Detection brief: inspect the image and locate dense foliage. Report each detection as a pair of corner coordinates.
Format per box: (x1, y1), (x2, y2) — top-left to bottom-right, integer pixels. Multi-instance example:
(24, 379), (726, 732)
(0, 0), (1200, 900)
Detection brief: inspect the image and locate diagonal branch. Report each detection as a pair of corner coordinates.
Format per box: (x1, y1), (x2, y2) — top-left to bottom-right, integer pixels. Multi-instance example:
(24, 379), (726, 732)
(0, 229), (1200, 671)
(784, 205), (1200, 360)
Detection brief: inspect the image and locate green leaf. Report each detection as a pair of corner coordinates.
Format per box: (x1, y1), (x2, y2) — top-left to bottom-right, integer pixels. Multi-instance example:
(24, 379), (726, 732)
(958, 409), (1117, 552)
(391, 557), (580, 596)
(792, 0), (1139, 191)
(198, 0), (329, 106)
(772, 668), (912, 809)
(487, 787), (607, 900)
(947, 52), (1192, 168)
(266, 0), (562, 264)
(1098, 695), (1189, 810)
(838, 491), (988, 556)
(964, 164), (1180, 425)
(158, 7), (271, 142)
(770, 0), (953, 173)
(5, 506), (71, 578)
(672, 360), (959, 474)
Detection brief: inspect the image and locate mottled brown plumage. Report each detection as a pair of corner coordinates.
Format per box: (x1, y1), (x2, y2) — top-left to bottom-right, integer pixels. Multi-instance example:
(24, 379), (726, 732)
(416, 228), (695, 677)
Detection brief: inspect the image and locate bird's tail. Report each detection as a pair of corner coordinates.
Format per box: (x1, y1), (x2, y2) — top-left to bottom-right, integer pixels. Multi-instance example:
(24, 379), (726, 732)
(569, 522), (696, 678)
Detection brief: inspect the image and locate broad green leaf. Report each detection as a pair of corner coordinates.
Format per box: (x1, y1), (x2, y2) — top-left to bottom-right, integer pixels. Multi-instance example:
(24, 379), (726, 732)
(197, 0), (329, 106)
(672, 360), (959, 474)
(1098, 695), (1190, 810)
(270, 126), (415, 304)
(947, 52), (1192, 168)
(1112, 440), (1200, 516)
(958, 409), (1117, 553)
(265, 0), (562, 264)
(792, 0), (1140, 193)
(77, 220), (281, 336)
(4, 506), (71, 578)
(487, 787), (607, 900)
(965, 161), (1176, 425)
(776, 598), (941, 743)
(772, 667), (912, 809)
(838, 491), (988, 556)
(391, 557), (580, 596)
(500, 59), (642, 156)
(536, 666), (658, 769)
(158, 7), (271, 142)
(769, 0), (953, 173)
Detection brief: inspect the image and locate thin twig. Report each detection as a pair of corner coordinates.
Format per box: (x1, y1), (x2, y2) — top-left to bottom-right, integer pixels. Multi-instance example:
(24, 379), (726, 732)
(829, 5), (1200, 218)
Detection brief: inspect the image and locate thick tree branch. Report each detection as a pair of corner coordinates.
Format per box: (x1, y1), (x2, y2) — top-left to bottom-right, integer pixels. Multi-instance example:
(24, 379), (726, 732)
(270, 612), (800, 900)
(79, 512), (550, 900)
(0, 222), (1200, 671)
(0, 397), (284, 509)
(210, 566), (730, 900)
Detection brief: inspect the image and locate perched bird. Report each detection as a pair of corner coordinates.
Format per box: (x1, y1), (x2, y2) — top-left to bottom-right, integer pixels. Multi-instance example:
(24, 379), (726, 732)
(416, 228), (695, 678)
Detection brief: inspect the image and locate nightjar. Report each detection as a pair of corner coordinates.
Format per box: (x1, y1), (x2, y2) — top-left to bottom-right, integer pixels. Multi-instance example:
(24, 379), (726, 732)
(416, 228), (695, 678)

+++

◆ **WHAT THE EXERCISE ASKS**
Could you revise every entry above so that "integer pixels" becomes "whole-number pixels", with nothing else changed?

◆ **EXERCISE RESULT**
Detection brief: inspect the image and locate dense foliage. Report each detection as a pair of corner coordinates.
Format per box: (x1, y1), (x2, y2) — top-left to bottom-right, whole-number pixels. Multi-instance example:
(24, 379), (726, 732)
(0, 0), (1200, 900)
Detection brief: inspect the image and locate diagonal branch. Report each detection as a pair of corner coordinates.
Format per box: (x1, y1), (x2, y2) — top-left to bottom-right, whole-number pixels. Multi-instance example:
(24, 379), (726, 732)
(0, 229), (1200, 671)
(784, 205), (1200, 360)
Detection brief: inspect the image and locate green leaf. Report each detection as a pair of corner coordinates.
Format per box: (x1, y1), (x2, y2) — top-left to bottom-right, whole-number pixels. Multi-instance example:
(24, 379), (726, 732)
(958, 409), (1117, 552)
(391, 557), (580, 596)
(792, 0), (1139, 191)
(198, 0), (329, 106)
(772, 668), (912, 809)
(487, 787), (607, 900)
(947, 52), (1192, 168)
(266, 0), (562, 264)
(1098, 695), (1189, 810)
(838, 491), (988, 556)
(964, 164), (1180, 425)
(158, 7), (271, 142)
(770, 0), (953, 173)
(5, 506), (71, 578)
(672, 360), (959, 474)
Detection brief: inspect the image and locate mottled brown plumage. Report each detection as a pair of corner coordinates.
Format per box: (x1, y1), (x2, y2) — top-left to bottom-right, whole-number pixels. Multi-instance example:
(24, 379), (726, 732)
(416, 228), (695, 677)
Detection brief: inspect the image and locate bird's tail. Report each detection as a pair of corner coordinates.
Format per box: (x1, y1), (x2, y2) — top-left to bottom-right, whole-number pixels. Multi-instance example:
(24, 379), (726, 732)
(569, 522), (696, 678)
Detection brief: inspect the image and locate broad green leaf. Report each detection as a pair of corner coordinates.
Format per box: (x1, y1), (x2, y2) — top-left to bottom-right, whole-number pixels. Multi-instance example:
(24, 379), (726, 732)
(197, 0), (329, 106)
(672, 360), (959, 474)
(1098, 695), (1190, 810)
(270, 126), (415, 304)
(947, 52), (1192, 168)
(1112, 440), (1200, 516)
(958, 409), (1117, 553)
(265, 0), (562, 264)
(792, 0), (1140, 193)
(77, 220), (281, 336)
(4, 506), (71, 578)
(487, 787), (607, 900)
(965, 161), (1176, 425)
(776, 598), (941, 743)
(772, 667), (912, 809)
(838, 491), (988, 556)
(391, 557), (580, 596)
(500, 59), (642, 156)
(536, 666), (658, 769)
(158, 7), (271, 142)
(769, 0), (953, 173)
Detection brief: inspect the image and locate thin twig. Report each detection as a pair of corner coordinates.
Format per box: (x1, y1), (x2, y2) — top-left to bottom-right, whole-number pixels. Multi-instance example:
(24, 379), (726, 732)
(829, 5), (1200, 218)
Detection brief: inspect the image and locate thick tree branch. Report each detection as a pair of corner coordinates.
Format per box: (x1, y1), (x2, y2) — top-left to bottom-right, whole-number pixels. Multi-instance example:
(24, 379), (726, 732)
(270, 612), (800, 900)
(79, 512), (550, 900)
(0, 222), (1200, 671)
(0, 397), (284, 509)
(210, 566), (730, 900)
Detection brief: inspect the image and locate perched bird. Report each detection as a pair of corner coordinates.
Format per box: (x1, y1), (x2, y2) — top-left to bottom-right, whole-number pixels. Multi-instance example:
(24, 379), (726, 732)
(416, 228), (695, 678)
Detection brief: inspect the image and locate nightjar. Report each detection as a pair of corner coordinates.
Format per box: (x1, y1), (x2, y2) — top-left to bottom-right, whole-number pixels. Multi-instance example:
(24, 379), (726, 732)
(416, 228), (695, 678)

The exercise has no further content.